- **What you have to do**
Filter these entries so that only lines with the word "below" remain.

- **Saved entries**
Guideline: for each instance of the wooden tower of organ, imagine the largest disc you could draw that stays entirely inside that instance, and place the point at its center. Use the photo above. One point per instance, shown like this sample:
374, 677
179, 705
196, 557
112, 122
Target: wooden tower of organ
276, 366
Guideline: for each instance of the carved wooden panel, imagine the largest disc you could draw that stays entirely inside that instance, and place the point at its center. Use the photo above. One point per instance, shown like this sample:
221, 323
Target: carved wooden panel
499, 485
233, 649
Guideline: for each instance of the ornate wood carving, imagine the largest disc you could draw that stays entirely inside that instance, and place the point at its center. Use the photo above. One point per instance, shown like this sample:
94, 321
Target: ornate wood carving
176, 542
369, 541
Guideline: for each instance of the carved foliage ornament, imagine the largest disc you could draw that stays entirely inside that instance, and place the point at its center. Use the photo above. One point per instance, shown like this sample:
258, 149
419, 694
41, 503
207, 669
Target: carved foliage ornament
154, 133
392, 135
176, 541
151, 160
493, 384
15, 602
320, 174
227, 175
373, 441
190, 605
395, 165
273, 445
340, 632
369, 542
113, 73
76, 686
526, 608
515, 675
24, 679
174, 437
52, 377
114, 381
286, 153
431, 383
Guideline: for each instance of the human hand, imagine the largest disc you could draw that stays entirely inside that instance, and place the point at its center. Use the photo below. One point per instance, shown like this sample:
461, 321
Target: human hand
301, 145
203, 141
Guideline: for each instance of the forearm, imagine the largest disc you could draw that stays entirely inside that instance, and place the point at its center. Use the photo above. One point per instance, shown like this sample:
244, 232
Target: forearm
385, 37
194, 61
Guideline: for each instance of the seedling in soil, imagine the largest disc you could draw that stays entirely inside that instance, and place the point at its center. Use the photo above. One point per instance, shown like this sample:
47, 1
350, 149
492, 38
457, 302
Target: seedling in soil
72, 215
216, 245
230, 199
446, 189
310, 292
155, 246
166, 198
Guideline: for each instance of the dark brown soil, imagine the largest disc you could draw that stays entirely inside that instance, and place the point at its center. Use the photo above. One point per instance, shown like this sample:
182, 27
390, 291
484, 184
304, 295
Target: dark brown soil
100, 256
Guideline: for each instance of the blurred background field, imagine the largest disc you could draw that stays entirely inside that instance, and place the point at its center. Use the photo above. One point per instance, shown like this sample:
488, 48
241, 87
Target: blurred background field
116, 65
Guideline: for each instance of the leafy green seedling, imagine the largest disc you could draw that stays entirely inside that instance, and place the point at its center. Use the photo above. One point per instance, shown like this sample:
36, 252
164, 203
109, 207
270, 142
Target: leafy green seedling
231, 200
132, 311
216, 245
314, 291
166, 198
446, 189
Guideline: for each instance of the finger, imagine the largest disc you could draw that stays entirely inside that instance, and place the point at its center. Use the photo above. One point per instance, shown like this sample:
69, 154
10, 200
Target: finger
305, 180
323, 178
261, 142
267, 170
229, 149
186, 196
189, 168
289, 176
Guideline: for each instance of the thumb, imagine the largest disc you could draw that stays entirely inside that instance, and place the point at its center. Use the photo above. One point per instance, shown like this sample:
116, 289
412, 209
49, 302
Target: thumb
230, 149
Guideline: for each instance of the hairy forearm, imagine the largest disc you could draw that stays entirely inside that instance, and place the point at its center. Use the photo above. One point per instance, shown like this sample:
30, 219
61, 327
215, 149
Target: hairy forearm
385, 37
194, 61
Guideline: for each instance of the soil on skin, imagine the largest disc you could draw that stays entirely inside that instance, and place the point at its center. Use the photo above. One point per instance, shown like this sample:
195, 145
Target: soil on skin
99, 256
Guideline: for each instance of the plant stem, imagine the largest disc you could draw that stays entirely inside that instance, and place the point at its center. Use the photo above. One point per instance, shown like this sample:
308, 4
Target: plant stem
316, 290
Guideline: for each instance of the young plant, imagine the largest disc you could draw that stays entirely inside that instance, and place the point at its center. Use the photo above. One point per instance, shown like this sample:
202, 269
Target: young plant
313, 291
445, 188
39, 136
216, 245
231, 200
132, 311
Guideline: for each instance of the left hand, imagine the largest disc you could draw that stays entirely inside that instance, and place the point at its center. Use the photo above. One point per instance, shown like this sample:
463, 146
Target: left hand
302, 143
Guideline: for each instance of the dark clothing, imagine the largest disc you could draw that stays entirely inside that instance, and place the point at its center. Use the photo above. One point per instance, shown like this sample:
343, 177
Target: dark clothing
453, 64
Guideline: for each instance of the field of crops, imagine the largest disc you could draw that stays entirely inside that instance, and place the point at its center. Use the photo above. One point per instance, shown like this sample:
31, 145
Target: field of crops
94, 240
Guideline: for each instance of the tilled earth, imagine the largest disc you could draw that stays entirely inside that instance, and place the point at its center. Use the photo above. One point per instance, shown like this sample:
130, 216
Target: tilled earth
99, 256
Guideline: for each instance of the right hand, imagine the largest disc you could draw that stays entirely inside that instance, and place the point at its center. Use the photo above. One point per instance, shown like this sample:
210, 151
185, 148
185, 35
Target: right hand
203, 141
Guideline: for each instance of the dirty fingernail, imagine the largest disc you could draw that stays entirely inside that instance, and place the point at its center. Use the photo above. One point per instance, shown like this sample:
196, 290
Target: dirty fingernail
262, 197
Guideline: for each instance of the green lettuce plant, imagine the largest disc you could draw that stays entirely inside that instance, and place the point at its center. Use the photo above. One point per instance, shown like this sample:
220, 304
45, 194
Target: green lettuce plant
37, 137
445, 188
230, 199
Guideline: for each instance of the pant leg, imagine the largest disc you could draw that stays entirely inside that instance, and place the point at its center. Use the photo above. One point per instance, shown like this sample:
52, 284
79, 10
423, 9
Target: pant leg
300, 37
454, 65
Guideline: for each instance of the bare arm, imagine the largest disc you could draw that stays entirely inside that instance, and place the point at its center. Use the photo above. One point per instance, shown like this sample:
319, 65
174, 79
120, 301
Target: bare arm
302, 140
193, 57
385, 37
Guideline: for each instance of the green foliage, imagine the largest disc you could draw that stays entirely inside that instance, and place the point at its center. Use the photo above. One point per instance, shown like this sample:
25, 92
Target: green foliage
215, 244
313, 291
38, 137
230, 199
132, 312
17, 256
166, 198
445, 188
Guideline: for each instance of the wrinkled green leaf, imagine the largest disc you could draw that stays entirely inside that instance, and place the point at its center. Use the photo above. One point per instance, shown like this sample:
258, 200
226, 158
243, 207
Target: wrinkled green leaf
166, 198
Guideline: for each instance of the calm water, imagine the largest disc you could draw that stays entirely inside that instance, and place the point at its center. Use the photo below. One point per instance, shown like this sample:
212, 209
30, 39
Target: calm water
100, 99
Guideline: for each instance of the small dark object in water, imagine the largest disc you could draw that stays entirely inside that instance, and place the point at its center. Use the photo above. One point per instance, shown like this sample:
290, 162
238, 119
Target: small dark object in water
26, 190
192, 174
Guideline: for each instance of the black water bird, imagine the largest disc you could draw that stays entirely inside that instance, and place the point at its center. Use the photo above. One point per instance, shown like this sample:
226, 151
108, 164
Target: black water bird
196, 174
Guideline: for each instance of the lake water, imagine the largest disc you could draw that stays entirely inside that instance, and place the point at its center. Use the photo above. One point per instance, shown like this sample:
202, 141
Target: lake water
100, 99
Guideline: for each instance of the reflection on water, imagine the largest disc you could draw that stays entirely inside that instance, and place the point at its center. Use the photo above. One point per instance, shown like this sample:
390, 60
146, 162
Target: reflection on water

- **Solution to this problem**
Guideline: for each instance of the human hand, imagine the largest disc you could draw that stays entirely inside that instance, and place the point at its center. Use the photo below. One point per instance, shown like this sample:
Guideline: for each instance of the calm water, imagine the largest disc you could draw that stays entirely inside that instance, and place the point at its center. Use the photo below. One point per instance, shown like this sample:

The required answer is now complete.